Point placement records
================================
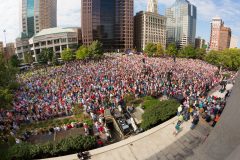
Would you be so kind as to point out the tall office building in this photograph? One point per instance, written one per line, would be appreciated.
(152, 6)
(200, 43)
(220, 37)
(9, 50)
(234, 42)
(37, 15)
(149, 27)
(109, 21)
(181, 23)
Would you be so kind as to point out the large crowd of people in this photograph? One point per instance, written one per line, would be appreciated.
(96, 86)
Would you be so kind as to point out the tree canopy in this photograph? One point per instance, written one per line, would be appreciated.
(14, 61)
(45, 56)
(160, 50)
(188, 52)
(228, 58)
(7, 82)
(28, 57)
(150, 49)
(95, 50)
(82, 53)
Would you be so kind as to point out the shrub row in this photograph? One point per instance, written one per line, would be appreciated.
(157, 112)
(71, 145)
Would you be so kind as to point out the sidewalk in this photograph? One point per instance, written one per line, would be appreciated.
(156, 143)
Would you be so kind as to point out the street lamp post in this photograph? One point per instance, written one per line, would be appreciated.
(4, 32)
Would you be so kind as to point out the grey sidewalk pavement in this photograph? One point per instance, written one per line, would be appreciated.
(157, 143)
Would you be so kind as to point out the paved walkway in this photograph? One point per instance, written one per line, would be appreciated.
(154, 144)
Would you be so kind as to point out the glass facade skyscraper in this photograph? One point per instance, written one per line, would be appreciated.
(30, 18)
(37, 15)
(181, 23)
(109, 21)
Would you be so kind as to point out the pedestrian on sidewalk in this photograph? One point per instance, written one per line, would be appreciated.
(177, 128)
(195, 121)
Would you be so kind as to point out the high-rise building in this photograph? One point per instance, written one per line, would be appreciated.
(220, 35)
(181, 23)
(152, 6)
(1, 47)
(234, 42)
(149, 27)
(109, 21)
(225, 38)
(200, 43)
(37, 15)
(9, 50)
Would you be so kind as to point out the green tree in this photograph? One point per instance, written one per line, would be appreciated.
(28, 57)
(45, 56)
(157, 112)
(200, 53)
(160, 50)
(7, 82)
(213, 57)
(188, 52)
(95, 50)
(55, 60)
(82, 53)
(151, 49)
(15, 62)
(172, 49)
(67, 55)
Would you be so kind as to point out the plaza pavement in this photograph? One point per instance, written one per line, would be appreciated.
(158, 143)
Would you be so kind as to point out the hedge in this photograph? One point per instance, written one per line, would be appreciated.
(71, 145)
(157, 112)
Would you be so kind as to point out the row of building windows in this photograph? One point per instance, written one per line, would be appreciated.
(55, 41)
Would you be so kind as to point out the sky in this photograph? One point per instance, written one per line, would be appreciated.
(69, 15)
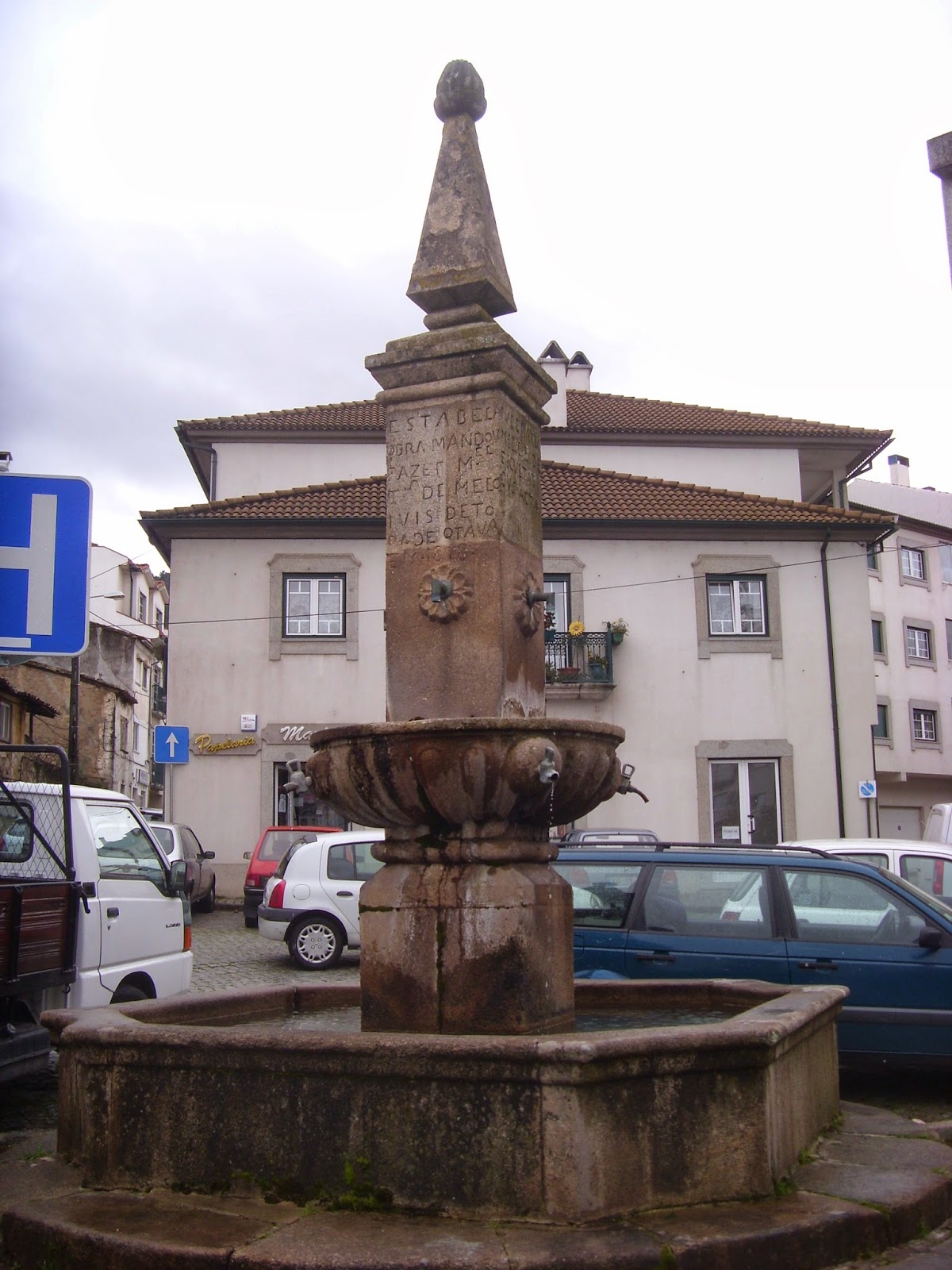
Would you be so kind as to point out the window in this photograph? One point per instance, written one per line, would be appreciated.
(844, 908)
(560, 605)
(926, 724)
(919, 643)
(881, 728)
(601, 892)
(124, 848)
(314, 606)
(736, 606)
(912, 563)
(879, 634)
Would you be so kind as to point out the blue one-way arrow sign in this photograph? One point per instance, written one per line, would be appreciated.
(171, 745)
(44, 554)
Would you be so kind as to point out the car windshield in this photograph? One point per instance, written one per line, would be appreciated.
(164, 838)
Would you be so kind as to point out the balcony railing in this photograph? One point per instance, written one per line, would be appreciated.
(579, 658)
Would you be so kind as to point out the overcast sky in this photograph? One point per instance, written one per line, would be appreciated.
(213, 207)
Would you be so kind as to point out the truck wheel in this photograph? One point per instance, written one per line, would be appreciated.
(127, 992)
(315, 943)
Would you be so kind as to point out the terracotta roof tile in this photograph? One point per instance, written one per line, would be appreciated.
(606, 413)
(588, 413)
(569, 493)
(340, 417)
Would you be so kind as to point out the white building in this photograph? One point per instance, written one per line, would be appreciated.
(911, 602)
(746, 679)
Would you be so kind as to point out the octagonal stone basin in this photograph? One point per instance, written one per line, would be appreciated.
(470, 778)
(571, 1128)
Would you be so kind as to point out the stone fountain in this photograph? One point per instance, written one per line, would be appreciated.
(465, 1091)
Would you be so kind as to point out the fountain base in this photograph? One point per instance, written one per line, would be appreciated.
(466, 949)
(562, 1130)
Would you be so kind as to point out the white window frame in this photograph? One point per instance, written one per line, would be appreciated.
(729, 569)
(324, 614)
(738, 592)
(923, 715)
(920, 647)
(313, 564)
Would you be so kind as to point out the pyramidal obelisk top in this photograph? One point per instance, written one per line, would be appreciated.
(460, 260)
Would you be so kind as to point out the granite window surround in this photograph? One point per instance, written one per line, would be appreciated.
(912, 565)
(740, 568)
(924, 725)
(298, 565)
(919, 643)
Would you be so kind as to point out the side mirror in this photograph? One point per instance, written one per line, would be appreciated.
(930, 939)
(177, 876)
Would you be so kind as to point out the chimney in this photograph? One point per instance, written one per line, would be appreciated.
(554, 360)
(579, 374)
(939, 152)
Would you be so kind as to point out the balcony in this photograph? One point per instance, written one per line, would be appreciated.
(579, 660)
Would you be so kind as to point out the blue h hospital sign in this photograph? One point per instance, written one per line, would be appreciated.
(44, 556)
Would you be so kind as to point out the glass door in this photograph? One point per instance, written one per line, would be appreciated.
(746, 802)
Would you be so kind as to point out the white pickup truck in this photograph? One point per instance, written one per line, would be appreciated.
(90, 910)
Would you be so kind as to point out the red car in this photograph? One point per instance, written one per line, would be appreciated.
(266, 857)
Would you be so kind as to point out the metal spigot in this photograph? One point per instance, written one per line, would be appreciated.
(626, 787)
(547, 772)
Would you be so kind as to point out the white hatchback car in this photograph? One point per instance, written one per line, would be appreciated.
(927, 865)
(311, 899)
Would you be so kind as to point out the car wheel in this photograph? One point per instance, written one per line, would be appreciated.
(315, 943)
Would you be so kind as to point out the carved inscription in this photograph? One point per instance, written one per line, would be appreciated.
(461, 471)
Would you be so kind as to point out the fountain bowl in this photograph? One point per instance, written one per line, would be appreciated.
(562, 1128)
(470, 779)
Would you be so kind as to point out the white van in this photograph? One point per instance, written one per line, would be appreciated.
(927, 865)
(93, 916)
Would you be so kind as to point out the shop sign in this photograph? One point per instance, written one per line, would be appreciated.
(291, 733)
(216, 743)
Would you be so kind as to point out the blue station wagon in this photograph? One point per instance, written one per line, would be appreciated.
(793, 916)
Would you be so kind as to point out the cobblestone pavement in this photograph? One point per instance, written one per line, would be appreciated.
(228, 954)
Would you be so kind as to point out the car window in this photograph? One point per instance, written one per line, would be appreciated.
(278, 842)
(601, 892)
(846, 908)
(190, 846)
(867, 857)
(16, 833)
(930, 874)
(708, 901)
(124, 848)
(164, 837)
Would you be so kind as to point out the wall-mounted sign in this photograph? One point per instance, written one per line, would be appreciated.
(221, 743)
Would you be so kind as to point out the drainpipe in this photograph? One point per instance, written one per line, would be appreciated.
(835, 708)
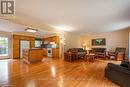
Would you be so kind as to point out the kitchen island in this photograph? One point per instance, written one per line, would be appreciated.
(32, 55)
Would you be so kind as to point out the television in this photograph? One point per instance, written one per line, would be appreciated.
(99, 42)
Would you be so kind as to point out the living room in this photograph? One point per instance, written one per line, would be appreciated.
(65, 43)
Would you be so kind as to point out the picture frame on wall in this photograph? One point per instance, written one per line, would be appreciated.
(99, 42)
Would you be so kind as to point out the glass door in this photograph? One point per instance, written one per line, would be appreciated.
(4, 47)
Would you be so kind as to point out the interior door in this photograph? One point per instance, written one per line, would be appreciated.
(4, 47)
(24, 45)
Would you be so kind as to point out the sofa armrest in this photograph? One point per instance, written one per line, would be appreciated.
(118, 68)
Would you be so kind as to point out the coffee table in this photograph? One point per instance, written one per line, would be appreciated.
(90, 57)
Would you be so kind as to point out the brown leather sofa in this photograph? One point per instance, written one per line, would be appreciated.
(99, 52)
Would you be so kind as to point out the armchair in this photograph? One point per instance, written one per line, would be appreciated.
(119, 54)
(119, 74)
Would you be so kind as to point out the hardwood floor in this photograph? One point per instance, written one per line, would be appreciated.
(54, 73)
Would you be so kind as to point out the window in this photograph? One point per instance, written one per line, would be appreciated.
(38, 43)
(4, 46)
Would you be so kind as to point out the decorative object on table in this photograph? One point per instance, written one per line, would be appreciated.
(99, 52)
(80, 51)
(119, 74)
(99, 42)
(119, 54)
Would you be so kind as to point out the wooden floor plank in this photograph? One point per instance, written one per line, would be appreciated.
(54, 73)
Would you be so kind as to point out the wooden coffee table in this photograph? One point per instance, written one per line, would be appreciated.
(90, 57)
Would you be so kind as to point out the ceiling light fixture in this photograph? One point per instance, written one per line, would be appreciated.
(63, 28)
(31, 30)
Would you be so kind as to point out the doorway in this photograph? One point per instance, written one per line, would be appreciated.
(4, 47)
(24, 44)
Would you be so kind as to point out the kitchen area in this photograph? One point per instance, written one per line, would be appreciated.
(32, 49)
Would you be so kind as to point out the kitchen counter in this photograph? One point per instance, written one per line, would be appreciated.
(32, 55)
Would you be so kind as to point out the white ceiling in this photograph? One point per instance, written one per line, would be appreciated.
(83, 16)
(8, 26)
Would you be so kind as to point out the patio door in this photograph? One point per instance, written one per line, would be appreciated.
(4, 47)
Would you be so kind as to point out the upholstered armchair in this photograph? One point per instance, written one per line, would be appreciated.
(119, 54)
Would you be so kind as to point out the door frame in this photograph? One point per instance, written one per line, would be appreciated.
(9, 48)
(20, 46)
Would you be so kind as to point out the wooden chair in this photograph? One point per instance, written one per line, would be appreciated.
(119, 54)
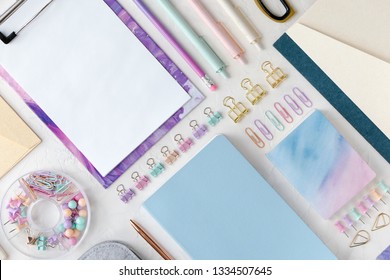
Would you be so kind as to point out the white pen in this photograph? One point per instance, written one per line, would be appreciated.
(242, 22)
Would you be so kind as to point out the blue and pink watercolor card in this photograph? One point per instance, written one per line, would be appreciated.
(321, 165)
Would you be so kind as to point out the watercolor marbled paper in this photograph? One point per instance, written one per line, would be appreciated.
(321, 165)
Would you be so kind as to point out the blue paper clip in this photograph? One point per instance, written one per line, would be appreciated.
(293, 104)
(198, 131)
(213, 118)
(155, 168)
(125, 195)
(274, 120)
(283, 112)
(302, 96)
(264, 130)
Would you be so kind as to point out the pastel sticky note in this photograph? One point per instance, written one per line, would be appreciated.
(321, 165)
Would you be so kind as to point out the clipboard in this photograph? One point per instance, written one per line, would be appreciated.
(190, 102)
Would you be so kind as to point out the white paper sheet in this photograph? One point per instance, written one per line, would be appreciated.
(93, 78)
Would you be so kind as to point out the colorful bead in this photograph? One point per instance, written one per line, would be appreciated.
(82, 202)
(68, 233)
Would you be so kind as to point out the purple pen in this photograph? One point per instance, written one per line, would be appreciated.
(161, 28)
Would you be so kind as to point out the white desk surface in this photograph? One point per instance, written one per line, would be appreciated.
(110, 217)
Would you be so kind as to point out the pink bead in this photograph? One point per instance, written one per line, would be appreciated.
(72, 241)
(69, 233)
(67, 212)
(83, 213)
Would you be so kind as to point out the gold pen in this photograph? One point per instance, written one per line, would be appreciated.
(151, 242)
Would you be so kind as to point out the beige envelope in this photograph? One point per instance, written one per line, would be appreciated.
(16, 138)
(350, 41)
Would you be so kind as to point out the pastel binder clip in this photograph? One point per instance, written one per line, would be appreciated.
(302, 97)
(382, 187)
(254, 93)
(362, 208)
(237, 109)
(155, 168)
(274, 76)
(289, 12)
(212, 118)
(170, 157)
(140, 182)
(381, 221)
(293, 105)
(362, 237)
(283, 112)
(124, 194)
(264, 130)
(274, 120)
(198, 130)
(183, 144)
(254, 137)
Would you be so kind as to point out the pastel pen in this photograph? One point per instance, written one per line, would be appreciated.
(242, 22)
(199, 43)
(219, 31)
(161, 28)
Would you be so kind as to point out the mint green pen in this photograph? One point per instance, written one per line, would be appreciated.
(215, 62)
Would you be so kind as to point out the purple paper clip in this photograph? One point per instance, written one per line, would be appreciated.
(293, 104)
(283, 112)
(198, 131)
(254, 137)
(125, 195)
(264, 130)
(184, 144)
(140, 182)
(302, 96)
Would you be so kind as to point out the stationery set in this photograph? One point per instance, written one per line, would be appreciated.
(110, 93)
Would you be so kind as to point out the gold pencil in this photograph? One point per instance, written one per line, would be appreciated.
(151, 242)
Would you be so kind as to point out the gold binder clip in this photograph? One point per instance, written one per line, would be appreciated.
(237, 110)
(274, 75)
(254, 93)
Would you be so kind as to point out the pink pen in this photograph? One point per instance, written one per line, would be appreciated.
(219, 31)
(190, 61)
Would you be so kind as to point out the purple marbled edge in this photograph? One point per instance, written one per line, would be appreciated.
(177, 74)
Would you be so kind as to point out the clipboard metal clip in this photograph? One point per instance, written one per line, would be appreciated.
(283, 18)
(7, 14)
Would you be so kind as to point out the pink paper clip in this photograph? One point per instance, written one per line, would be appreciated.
(264, 130)
(140, 182)
(283, 112)
(254, 137)
(184, 144)
(302, 96)
(293, 104)
(198, 130)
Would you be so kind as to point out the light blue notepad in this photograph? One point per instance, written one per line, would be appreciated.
(219, 207)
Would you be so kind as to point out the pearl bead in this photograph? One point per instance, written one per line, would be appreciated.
(80, 221)
(67, 224)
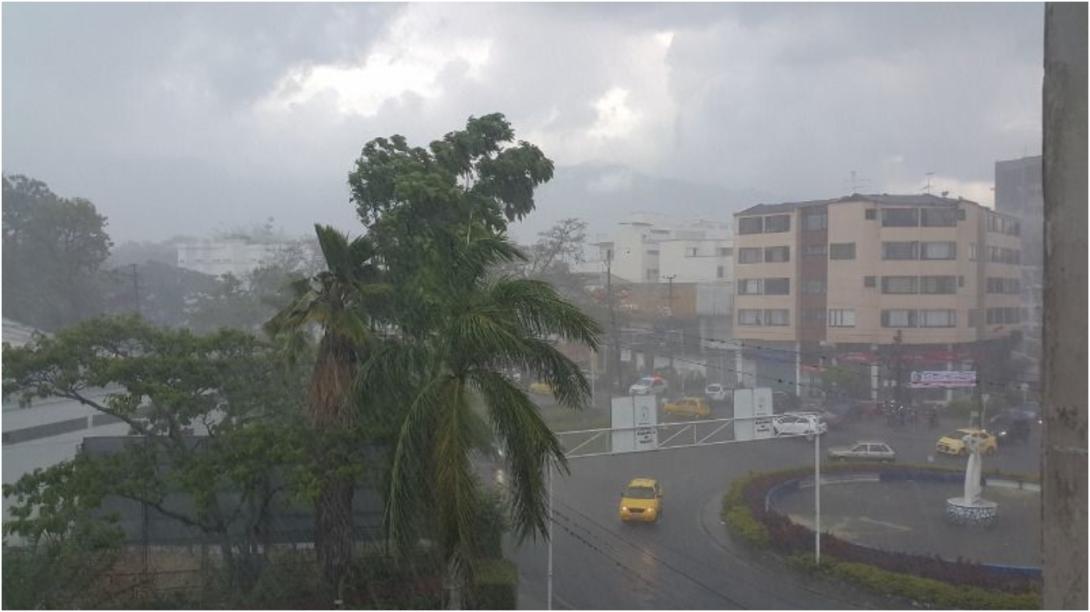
================================
> [Problem to solve] How many lines of the material above contain the string "wheel"? Give only the number.

> [Exercise result] 2